(Dataset items)
┄┄┄┄┄┄┄┄┄┄┄┄┄┄┄┄┄┄┄┄
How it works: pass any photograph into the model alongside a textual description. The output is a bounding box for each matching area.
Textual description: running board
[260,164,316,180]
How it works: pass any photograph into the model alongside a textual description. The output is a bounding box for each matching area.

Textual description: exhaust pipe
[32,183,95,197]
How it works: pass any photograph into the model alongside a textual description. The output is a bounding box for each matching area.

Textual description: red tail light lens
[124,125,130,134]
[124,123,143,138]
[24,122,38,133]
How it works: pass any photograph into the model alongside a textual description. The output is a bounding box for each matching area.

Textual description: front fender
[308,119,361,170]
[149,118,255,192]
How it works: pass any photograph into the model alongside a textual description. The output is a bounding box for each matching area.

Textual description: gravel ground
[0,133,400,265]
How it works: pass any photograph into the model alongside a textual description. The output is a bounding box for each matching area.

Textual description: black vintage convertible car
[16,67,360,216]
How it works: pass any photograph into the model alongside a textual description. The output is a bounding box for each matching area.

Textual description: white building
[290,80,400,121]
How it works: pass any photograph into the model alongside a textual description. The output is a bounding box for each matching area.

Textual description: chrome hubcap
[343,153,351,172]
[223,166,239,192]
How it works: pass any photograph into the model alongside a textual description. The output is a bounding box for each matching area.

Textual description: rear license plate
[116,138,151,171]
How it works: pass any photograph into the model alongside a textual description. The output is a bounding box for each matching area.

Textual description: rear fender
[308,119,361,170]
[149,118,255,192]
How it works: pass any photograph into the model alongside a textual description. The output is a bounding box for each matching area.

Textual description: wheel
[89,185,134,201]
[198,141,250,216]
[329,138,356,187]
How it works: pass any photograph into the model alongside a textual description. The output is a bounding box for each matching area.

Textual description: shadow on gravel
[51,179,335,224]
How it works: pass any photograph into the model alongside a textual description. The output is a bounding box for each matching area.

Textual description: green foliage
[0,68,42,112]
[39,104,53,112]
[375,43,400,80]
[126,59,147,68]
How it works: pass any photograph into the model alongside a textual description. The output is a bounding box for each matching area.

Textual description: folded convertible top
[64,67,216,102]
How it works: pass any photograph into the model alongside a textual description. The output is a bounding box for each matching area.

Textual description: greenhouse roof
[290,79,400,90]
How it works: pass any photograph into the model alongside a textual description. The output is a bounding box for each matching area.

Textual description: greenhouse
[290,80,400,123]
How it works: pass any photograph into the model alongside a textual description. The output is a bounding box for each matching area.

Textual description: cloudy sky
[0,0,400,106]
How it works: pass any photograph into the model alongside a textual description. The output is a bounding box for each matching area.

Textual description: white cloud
┄┄┄┄┄┄┄┄┄┄┄┄┄┄┄┄┄┄┄┄
Task prompt
Pick out every line in the listing above that contains the word "white" and copy each of those lines in full.

The solution
Textual description: white building
Textual description: white cloud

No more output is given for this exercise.